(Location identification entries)
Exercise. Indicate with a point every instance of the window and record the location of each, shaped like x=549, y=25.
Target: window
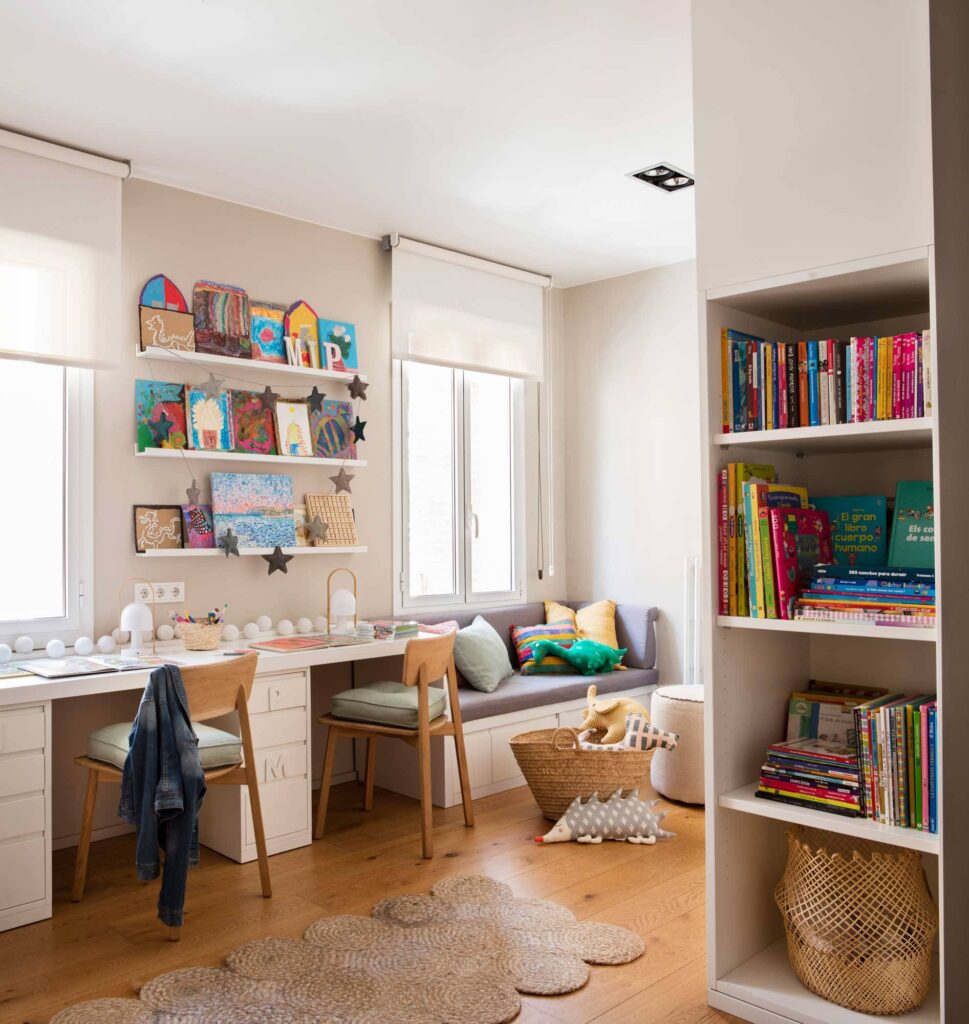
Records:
x=461, y=477
x=45, y=519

Set exercise: Please edit these lines so that every "window" becomes "doorway", with everything else unchanged. Leave the picture out of your answer.

Right answer:
Exercise. Indicate with a point every instance of the doorway and record the location of each, shaped like x=549, y=25.
Target: doorway
Records:
x=461, y=477
x=45, y=519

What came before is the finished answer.